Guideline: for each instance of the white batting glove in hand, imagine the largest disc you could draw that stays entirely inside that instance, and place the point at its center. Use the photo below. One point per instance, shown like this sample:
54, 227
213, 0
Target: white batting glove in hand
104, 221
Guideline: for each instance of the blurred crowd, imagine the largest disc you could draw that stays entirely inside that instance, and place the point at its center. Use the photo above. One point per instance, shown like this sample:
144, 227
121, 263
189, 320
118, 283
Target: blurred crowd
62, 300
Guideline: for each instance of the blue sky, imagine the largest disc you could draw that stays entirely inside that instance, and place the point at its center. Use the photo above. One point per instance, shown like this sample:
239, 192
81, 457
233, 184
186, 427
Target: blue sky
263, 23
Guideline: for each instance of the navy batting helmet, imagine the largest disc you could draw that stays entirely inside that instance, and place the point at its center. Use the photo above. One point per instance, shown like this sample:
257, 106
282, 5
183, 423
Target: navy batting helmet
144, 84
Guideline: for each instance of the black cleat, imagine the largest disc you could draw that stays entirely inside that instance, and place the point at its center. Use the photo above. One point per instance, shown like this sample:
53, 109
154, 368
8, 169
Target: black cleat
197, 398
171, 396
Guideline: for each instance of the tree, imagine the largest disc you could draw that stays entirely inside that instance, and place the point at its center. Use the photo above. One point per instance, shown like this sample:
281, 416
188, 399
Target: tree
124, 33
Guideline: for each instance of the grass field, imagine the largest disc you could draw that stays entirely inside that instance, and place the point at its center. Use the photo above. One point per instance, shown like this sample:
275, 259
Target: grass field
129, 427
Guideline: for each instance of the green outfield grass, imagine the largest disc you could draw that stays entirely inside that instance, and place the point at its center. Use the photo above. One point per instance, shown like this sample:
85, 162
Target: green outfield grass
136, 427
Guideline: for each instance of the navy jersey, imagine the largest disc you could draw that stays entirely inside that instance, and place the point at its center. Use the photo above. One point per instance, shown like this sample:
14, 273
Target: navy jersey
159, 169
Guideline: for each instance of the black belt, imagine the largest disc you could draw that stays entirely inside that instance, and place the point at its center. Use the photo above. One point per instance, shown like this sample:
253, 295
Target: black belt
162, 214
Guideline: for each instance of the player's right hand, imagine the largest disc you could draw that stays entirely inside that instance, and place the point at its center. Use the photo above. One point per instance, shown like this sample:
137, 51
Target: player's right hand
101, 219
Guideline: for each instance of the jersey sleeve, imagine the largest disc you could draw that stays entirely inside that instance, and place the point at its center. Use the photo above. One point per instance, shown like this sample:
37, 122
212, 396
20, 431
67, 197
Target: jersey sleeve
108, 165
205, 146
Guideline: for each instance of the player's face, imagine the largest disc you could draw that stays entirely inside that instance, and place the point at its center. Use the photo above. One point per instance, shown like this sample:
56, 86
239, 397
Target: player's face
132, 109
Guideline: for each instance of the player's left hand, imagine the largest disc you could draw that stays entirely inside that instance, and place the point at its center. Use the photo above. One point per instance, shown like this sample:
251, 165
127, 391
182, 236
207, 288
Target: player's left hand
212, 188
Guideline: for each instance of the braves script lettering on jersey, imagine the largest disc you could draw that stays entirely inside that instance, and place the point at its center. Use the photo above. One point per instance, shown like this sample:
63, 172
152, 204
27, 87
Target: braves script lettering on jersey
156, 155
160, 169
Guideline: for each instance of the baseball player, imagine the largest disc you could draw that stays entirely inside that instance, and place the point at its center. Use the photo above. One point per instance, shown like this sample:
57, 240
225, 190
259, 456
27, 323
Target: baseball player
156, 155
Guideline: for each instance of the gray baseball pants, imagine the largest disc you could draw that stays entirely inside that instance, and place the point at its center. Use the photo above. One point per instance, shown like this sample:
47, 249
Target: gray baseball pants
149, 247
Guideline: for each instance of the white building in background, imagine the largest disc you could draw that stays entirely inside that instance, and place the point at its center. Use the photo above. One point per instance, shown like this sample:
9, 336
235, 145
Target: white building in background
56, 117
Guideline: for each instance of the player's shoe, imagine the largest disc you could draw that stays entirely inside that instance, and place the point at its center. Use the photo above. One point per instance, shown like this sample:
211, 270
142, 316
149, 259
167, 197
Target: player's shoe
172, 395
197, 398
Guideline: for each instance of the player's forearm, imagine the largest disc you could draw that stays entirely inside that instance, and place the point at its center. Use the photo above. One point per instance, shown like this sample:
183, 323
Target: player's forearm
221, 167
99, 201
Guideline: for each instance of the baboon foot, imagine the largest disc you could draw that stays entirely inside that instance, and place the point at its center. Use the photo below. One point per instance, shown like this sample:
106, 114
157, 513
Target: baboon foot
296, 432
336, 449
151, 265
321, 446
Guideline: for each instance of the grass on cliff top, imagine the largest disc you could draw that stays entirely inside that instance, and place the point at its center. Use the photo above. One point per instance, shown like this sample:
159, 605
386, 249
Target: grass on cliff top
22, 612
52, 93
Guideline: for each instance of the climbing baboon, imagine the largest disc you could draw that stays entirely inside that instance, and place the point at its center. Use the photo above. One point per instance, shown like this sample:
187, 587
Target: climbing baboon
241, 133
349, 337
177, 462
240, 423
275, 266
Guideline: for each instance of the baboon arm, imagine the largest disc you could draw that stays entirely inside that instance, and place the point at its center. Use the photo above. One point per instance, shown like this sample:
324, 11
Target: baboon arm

(What the exercise asks): Reproduce all of the material above word for word.

(Response for this exercise):
Guideline: for each instance of the white batting glove in hand, imagine the largest disc you could draw that stays entirely inside that instance, and place the point at its center. Use the photo below. One point per instance, shown like this sample:
54, 227
213, 0
Target: white batting glove in hand
104, 221
Guideline: for each instance of the blurred crowd, imagine the largest disc you could draw that stays entirely inside that instance, and place the point at its center. Use the photo above. One point per instance, shown like this sample:
144, 227
121, 263
189, 320
118, 283
Target: blurred crowd
62, 300
Guideline: for each instance of the blue sky, imagine the largest disc you could draw that stays entirely inside that instance, and place the point at its center. Use the photo above. One point per instance, shown like this sample:
239, 192
81, 457
233, 184
186, 427
Target: blue sky
263, 23
Guideline: for each instance of the navy batting helmet, imagine the largest disc you could draw that stays entirely inside that instance, and place the point at its center. Use the photo above. One point per instance, shown like this sample:
257, 106
282, 5
183, 423
Target: navy batting helmet
144, 84
Guideline: for each instance of the black cleat, imagine the largest disc you could draw that stays entirely inside that instance, and place the point at its center. Use the photo above. One point per instance, shown like this sample:
53, 109
154, 368
8, 169
Target: black cleat
197, 398
171, 396
Guideline: for each instance of the tree, imagine the largest disc you could draw that stays entirely inside that instance, and place the point at its center. Use the photo above. One point per instance, shown like this sample:
281, 416
188, 399
Target: tree
124, 33
Guideline: for each instance of the grass field, imagine the largest disc you could draw that stays entirely inside that instance, and place the point at its center. Use the photo above. One point per instance, shown like this sample:
275, 259
Target: grass field
129, 427
Guideline: for each instance of the green outfield grass, imagine the largest disc you could draw that stays entirely inside that instance, and place the point at its center. Use the photo above. One point per instance, shown like this sample:
85, 162
Target: green outfield grass
136, 427
Guideline: for each instance of the navy jersey, imagine the largest disc you could draw that stays entirely inside that instance, and place the point at its center. Use the photo above. One point per instance, shown like this sample:
14, 273
Target: navy jersey
159, 169
Guideline: for each instance of the black belt, imagine the largest disc you could draw that stays entirely inside that instance, and place the point at its center. Use the photo above. One point per instance, shown like this sample:
253, 295
Target: black belt
162, 214
Guideline: for each instance of the player's right hand, imagine the largest disc you could draw that stays entirely inside that instance, and place the point at its center. Use the photo above. One point per instance, shown like this sample:
137, 51
Target: player's right hand
101, 219
Guideline: for each instance of the jersey sleeve, imagine the largest disc you could draw that stays entirely inside that instance, and place the point at its center. Use the photo above. One point per instance, shown like this sample:
37, 122
212, 396
20, 431
67, 197
Target: jersey sleeve
108, 165
205, 146
Guideline: for each instance of the player's face, imagine the largest disc you could draw that stays entirely inside that instance, and place the point at its center. Use the photo above. One point per instance, shown like this sample:
56, 86
239, 397
Target: player's face
132, 109
Guideline: for each instance of the player's left hand, imagine the largest disc you could draw that stays entirely inside that instance, and place the point at its center. Use the photo above. One point per instance, shown like this sample:
251, 165
127, 391
182, 236
207, 288
Target: player's left hand
212, 188
Guideline: for each instance of the braves script lettering on jersey, imagine the largest disc you could draw that stays entirely inside that instance, and place the point at its center. Use the photo above. One point per instance, shown like this sample:
63, 172
152, 204
27, 87
Target: braves script lettering on jersey
156, 155
160, 169
Guideline: for each instance of the baseball player, imagine the largest disc you could draw that stays entirely inside that instance, and place the point at its center. Use the photo above. One point per instance, shown like this sample:
57, 240
225, 190
259, 456
27, 323
Target: baseball player
156, 155
Guideline: for each instance of the gray baseball pants, imagine the largest disc you could draw that stays entirely inside that instance, and place the point at its center. Use the photo above. One point per instance, shown like this sample:
47, 249
Target: gray baseball pants
149, 247
Guideline: for each instance of the white building in background, imagine the largest disc you could draw that stays entirely inside that instance, and place the point at its center. Use the photo above. One point per instance, shown like this sample:
9, 336
235, 145
Target: white building in background
56, 117
Guideline: for each instance of the player's shoe, imagine the largest disc you could draw that stays entirely inside that instance, and place the point at its center. Use the photo above. One point per instance, shown like this sample:
211, 270
142, 316
149, 259
167, 197
Target: player's shoe
172, 395
197, 398
Guideline: for each instance of the player's forearm, imagine the largest disc you could draw that stays entirely inside that instance, and place the point at its center. Use the photo above. One point per instance, shown like this sample:
183, 323
Target: player's forearm
221, 167
99, 201
Guideline: for each instance of the baboon foot, imagine the largest disc you could draw that stays entirely inside that instance, and place the point at its center. Use the photo below. One point per instance, shown like this sample:
106, 114
157, 513
Target: baboon foot
296, 432
336, 449
151, 265
321, 446
Guideline: for each instance of the grass on cliff top, imagine the largest disc you could draw that stays entirely inside that instance, and place the point at its center. Use the photo above. One point per instance, shown like this sample:
159, 605
386, 249
Target: grass on cliff top
22, 612
52, 93
Guideline: for each instance of the climbing baboon, imagine the largest disc you could draw that stays entirely inside that instance, and place the point at its center. Use the photo above. One point per instance, shown like this sample:
187, 587
Target: climbing baboon
241, 133
349, 337
177, 462
240, 423
275, 266
Guideline: for each instance of the baboon arm, imagine the largest disc you could draw that stays entirely inside that instance, and place the point at its center. Use the photo above. One point per instance, shown like this sample:
324, 11
Target: baboon arm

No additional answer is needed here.